Request: From the forum thread on day rates versus hourly pay, copy word for word the passage from "I go Both ways" to "Darin (Dec 17, 2019)".

Source document:
------------------------------------------------

# Day rates or hourly pay



## Dagger (Dec 8, 2019)

What do you bill companies?


----------



## tdrga (Dec 8, 2019)

It depends.
Regular stagehand work (someone else is telling me what hours to work and there's no prep before I walk in to the venue) - hourly with OT after 10/day.
Programming/designing/consulting (I'm in control of how many hours I put in as far as prep goes and how long it takes to get the work done) - day rate with OT after 10/day.
-Todd


----------



## macsound (Dec 9, 2019)

Very difficult question. I might bill both ways for the same client depending on what I'm doing. 
Consulting it's usually hourly because I can include on-site meetings, phone calls, drafting etc.
Recurring events such as film shoots where the schedule is determined ahead of time it's day rate. Non recurring events that have no schedule is minimum day rate plus hourly after 4-6 hours. 
Corporate events however is hourly because they're accustomed to paying union folk that way.


----------



## Dionysus (Dec 16, 2019)

I go Both ways depending on hours (or potential hours), kind of work, etc.
Really depends on what I am doing.

Depends on my feelings and with who is hiring me. Often for festivals etc I do day rates because it takes guess work out of budgets. For most theatre work I do hourly.


----------



## Darin (Dec 17, 2019)

When I worked at the Oprah Winfrey Show, it was a day rate for the first 8 hours, then hourly afterward, with time-and-a-half after 10 hours, double time after 16, and time-and-a-half on a short turnaround

Oh, plus meal penalties

We made a ton of money there


----------



## TimMc (Dec 17, 2019)

------------------------------------------------

Pointing records for named objects:
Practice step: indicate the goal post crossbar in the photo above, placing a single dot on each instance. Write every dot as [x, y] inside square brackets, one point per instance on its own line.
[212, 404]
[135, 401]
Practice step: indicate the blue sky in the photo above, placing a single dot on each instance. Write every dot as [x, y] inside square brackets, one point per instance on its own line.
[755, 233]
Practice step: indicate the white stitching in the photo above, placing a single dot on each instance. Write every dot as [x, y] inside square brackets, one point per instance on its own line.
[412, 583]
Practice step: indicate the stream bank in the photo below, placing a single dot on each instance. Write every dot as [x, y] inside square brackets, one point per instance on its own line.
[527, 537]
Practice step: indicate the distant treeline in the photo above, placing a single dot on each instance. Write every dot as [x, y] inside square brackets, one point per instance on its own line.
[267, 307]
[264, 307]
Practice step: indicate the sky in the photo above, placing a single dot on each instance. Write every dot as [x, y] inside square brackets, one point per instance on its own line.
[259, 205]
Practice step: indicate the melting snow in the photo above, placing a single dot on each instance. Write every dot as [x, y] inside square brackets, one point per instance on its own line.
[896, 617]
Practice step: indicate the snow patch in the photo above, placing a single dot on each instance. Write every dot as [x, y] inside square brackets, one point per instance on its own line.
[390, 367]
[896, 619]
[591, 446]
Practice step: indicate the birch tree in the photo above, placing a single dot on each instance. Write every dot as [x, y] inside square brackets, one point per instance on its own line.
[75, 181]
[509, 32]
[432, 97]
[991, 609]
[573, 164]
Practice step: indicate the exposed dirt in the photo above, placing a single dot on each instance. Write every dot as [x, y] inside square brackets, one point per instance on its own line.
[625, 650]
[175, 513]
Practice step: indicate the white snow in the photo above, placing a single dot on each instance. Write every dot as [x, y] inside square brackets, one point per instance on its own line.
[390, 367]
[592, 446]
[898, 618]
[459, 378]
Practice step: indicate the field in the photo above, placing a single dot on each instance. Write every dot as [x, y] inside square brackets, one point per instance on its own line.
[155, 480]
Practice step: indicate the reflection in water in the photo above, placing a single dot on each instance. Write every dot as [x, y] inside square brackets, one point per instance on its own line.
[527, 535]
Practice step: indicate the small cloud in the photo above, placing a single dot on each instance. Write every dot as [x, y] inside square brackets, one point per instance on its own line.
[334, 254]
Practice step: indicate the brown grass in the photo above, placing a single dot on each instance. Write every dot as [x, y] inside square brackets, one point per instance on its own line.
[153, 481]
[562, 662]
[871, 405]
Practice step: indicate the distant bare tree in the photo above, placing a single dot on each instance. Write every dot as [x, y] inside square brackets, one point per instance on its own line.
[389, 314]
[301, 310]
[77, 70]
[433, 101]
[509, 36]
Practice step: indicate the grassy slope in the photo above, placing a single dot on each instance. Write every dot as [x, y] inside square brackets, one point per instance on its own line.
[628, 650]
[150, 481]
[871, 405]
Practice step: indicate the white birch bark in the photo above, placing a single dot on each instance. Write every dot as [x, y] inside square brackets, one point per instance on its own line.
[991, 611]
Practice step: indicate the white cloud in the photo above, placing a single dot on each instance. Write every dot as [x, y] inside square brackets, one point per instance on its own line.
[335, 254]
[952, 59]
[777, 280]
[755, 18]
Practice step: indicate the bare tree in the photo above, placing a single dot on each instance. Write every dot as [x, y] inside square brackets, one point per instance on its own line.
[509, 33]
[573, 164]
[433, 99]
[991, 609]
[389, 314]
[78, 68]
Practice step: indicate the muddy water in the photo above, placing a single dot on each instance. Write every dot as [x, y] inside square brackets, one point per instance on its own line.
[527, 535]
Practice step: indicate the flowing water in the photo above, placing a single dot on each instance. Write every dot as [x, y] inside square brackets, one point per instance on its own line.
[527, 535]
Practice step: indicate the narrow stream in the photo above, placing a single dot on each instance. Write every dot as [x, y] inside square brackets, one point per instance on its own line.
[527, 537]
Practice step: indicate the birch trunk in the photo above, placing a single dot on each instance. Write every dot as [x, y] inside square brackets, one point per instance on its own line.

------------------------------------------------

Answer:
I go Both ways depending on hours (or potential hours), kind of work, etc.
Really depends on what I am doing.

Depends on my feelings and with who is hiring me. Often for festivals etc I do day rates because it takes guess work out of budgets. For most theatre work I do hourly.


----------



## Darin (Dec 17, 2019)